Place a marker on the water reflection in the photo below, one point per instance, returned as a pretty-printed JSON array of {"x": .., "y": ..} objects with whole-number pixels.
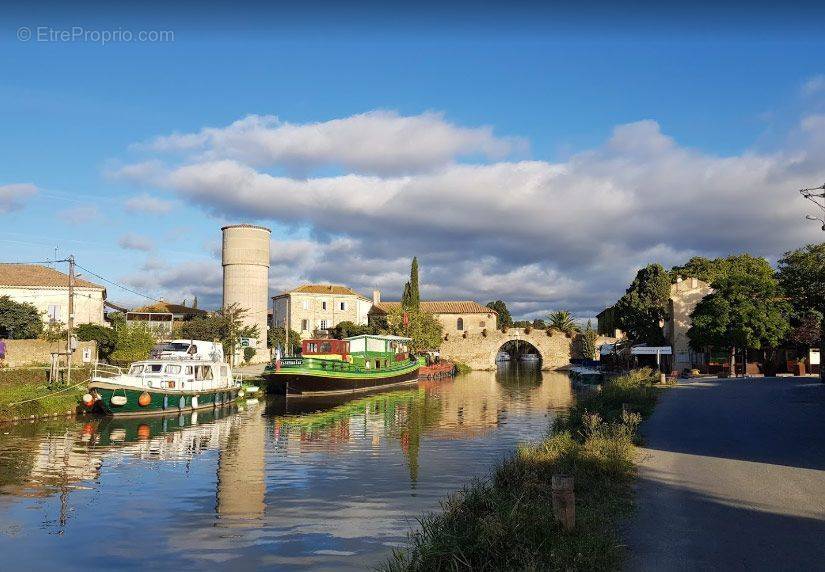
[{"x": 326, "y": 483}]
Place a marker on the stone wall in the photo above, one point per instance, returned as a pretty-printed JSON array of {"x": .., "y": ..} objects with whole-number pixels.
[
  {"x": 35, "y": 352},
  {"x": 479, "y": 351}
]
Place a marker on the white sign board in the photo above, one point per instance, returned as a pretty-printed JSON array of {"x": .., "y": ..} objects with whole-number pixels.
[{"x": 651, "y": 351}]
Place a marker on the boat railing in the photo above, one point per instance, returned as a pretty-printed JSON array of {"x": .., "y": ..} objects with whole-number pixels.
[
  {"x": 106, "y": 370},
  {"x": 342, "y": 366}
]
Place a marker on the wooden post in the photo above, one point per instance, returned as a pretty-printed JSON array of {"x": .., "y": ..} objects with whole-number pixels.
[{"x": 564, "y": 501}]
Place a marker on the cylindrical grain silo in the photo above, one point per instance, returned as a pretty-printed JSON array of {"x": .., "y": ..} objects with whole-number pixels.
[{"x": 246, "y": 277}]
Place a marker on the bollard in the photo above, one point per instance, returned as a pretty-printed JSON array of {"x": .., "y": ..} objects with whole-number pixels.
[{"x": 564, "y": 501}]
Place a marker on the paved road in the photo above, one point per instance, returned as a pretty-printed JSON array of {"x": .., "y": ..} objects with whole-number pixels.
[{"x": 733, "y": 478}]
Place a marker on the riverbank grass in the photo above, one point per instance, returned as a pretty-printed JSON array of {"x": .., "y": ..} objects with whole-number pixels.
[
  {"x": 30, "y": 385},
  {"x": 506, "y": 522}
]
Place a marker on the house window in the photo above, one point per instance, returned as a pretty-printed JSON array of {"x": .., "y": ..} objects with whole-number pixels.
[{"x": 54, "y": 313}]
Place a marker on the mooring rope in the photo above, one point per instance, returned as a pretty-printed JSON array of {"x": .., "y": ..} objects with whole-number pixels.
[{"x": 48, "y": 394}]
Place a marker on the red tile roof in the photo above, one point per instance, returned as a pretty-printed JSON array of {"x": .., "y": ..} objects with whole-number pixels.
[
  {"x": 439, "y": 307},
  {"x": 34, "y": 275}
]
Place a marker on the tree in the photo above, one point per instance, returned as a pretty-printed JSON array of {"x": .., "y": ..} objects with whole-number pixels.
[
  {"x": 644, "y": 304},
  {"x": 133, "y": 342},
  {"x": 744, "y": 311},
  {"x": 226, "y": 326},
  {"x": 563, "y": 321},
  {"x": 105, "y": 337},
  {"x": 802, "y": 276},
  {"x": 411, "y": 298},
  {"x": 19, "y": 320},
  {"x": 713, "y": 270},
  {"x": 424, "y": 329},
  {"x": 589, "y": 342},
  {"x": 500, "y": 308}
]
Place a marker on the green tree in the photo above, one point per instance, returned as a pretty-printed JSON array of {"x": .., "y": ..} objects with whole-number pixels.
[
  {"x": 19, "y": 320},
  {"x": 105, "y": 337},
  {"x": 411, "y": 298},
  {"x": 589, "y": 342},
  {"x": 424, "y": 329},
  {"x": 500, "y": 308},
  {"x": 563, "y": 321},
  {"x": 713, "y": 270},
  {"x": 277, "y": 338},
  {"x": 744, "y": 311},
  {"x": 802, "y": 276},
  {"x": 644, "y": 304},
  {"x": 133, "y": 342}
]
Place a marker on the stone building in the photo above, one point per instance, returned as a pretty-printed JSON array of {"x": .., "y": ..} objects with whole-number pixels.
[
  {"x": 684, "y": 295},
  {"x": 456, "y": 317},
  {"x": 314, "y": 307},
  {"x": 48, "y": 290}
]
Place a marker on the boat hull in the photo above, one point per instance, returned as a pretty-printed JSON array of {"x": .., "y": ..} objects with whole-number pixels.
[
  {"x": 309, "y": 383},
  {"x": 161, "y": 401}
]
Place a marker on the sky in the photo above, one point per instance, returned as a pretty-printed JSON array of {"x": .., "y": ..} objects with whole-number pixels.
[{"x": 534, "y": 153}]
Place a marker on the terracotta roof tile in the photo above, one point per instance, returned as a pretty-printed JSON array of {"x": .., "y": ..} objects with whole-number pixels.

WHAT YOU WILL DO: Begin at the line that has "Place a marker on the sky" and stop at the end of the data. Give those lines again with "terracotta" swapped for "clay" and everything else left unchanged.

RESULT:
Place a marker on the sky in the photo above, one point per instance, returned as a pretty-printed JSON array of {"x": .., "y": ..} objects with whole-number pixels.
[{"x": 534, "y": 153}]
Place a marker on the clay roof tile in the photo above, one point per instance, returned as a pretty-printed JSON array of {"x": .., "y": ..} objects with whole-number pixels.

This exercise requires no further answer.